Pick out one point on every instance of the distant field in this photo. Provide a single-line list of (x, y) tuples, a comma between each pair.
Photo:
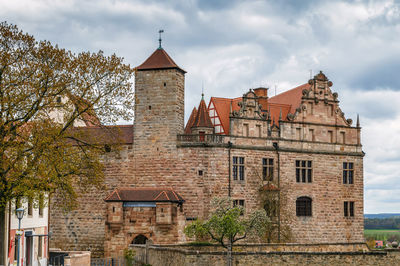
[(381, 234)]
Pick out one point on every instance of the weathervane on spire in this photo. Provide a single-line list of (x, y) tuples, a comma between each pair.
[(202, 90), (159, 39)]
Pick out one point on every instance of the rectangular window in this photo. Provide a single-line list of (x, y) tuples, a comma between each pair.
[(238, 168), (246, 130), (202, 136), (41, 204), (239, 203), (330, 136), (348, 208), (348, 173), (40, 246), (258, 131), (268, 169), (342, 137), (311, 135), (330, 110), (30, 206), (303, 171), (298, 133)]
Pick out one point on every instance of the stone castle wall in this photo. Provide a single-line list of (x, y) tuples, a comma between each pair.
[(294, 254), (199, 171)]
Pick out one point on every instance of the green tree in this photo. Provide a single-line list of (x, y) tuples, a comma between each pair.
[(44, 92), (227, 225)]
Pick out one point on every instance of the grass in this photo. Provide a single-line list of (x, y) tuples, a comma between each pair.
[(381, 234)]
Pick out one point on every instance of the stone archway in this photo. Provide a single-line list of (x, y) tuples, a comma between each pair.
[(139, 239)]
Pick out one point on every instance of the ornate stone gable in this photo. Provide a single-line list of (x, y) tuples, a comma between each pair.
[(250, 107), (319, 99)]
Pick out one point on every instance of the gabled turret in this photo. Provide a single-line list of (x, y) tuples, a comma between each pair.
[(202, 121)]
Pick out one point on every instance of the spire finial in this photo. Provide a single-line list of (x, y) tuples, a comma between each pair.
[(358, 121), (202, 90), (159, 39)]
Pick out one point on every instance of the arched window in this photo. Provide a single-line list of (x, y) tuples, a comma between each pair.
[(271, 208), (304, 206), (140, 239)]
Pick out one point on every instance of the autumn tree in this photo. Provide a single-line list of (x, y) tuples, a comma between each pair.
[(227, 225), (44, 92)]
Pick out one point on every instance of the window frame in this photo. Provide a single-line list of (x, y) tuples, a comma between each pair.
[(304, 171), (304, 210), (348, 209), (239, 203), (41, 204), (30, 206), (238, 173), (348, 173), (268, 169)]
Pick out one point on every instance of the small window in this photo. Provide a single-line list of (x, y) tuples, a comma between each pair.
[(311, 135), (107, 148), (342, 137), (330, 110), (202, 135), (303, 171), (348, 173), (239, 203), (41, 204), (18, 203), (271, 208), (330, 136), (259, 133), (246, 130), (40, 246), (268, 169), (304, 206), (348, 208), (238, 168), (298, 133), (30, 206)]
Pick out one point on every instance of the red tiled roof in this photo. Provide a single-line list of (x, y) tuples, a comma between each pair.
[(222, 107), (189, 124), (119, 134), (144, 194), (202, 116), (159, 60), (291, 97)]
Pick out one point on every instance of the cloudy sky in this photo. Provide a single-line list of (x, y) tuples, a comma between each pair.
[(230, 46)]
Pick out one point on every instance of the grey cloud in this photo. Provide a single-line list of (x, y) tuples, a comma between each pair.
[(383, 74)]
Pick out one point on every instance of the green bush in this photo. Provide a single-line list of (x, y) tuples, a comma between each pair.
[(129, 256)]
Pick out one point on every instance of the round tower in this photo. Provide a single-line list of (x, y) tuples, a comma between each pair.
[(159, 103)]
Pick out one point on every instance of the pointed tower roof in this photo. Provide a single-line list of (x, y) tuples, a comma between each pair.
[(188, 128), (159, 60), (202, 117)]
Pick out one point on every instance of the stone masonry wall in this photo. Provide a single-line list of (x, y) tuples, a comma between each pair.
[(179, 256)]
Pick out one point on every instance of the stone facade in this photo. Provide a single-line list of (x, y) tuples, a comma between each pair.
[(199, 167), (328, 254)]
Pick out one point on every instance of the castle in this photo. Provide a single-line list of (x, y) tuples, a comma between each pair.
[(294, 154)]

_WHAT YOU WILL DO:_ Transcribe all of the data above exactly; no picture belongs in the copy.

_SOLUTION TO THIS PROBLEM:_
Pick out one point on every instance of the distant field in this photo. Provide a single-line list of (x, y) tuples, a comma between each pair.
Photo:
[(381, 234)]
Pick out one point on every instance of the weathervane on spire in this photo. Provide a single-line list of (x, y) tuples, a comma between each pair.
[(202, 90), (159, 39)]
Pick out one point on every instance of the rectangular window in this photo. Provide a single-line list of (x, y) tuples, a comma between each pair.
[(238, 168), (246, 130), (202, 136), (41, 204), (239, 203), (330, 136), (348, 208), (348, 173), (40, 246), (258, 131), (268, 169), (342, 137), (311, 135), (330, 110), (30, 206), (303, 171), (298, 133)]
Pick out one point on every instance of the stone castle wall in this photo. Provide a single-line list of (x, y) tuples, a comma between each pair.
[(294, 254), (199, 171)]
Pick out one point on every instance of the green tree in this photo. Provide a single-line list of (x, y) tuples, a comma between each pair.
[(44, 92), (227, 225)]
Pick out one point on every instance of the grass in this photo. Provide a single-line list of (x, y) tuples, a comma between each pair.
[(381, 234)]
Pick out one point on every instance of the stone archway in this photo. Provide a single-line list of (x, y) tuples, a comma between each pair.
[(139, 239)]
Pick out one point on every instance of the ornate stone gable in this photo. Provide a single-line list of (x, y) tuples, a comma between each pair.
[(250, 107), (319, 99)]
Pick out one point on every instance of the gabled turret in this photo. Provide a single-line list of (x, y) tuples, a comma between each pair.
[(202, 121)]
Pick out one point on every instance of the spire finial in this photo. Provide a single-line list of (x, y) tuples, a comma between each pair.
[(358, 121), (202, 90), (159, 39)]
Pick out one point on every instance of the arched window in this photo. Provide a single-line list of (x, y) tuples, a comma between each pair.
[(271, 208), (304, 206), (140, 239)]
Pick out one point on every instance of the autumn tree in this photo. Provide a single-line list of (x, y) tuples, a comma between each pair.
[(227, 225), (44, 92)]
Pick out one point on every instance of the window frame in this photo. Provide a single-line list of (x, y) tuples, a comma between each pair.
[(304, 171), (304, 210), (348, 209), (239, 203), (41, 204), (30, 206), (238, 173), (348, 173), (268, 169)]
Pick out one point on every instance of the small window in this photo. Provide a single-line list of (x, y) tuples, a comma between each pair.
[(311, 135), (107, 148), (342, 137), (330, 110), (202, 135), (303, 171), (348, 173), (239, 203), (41, 204), (18, 203), (271, 208), (330, 136), (259, 133), (246, 130), (40, 246), (268, 169), (304, 206), (348, 208), (238, 168), (298, 133), (30, 206)]
Pick out one point on every instance of the red tiled roof in this photo. Provide a single-line list of (x, y) tuples, a comma between each pair.
[(222, 107), (189, 124), (119, 134), (144, 194), (202, 116), (159, 60), (291, 97)]
Pick out one point on every instance of the cloudy sky in this photo. Provide a single-line list of (x, y) tuples, a comma between each pair.
[(230, 46)]
Pick out one point on every instance of the grey cloud in this photo. Provide a single-line list of (x, y) tuples, a comma between each pair.
[(383, 74)]
Pick out one point on every instance of the green bush in this photo. Provide a single-line list of (x, y) tuples, a comma between each pair.
[(129, 256)]
Pick out one point on every instance of the round tower in this photo. Provide a single-line list of (x, y) tuples, a comma between each pair.
[(159, 103)]
Pick out one point on every instance of the pointed tower roof in this photo. Provide a single-line list of (x, y) tuples, a comma between each pair.
[(188, 128), (159, 60), (202, 117)]
Pick out one point on every instance of the stone masonry wall in this photo. Provide a single-line list of (x, y) tuples, a comma between each pair.
[(179, 256)]
Pick out one point on every instance of the stone facade in this photo. Provide a single-line list of (x, y) tuples, a comma between each pair.
[(199, 167), (328, 254)]
Pick out one point on every instance of the castle in this photo. Provide a single-line list of (x, y) tuples, a comma between each pair.
[(294, 154)]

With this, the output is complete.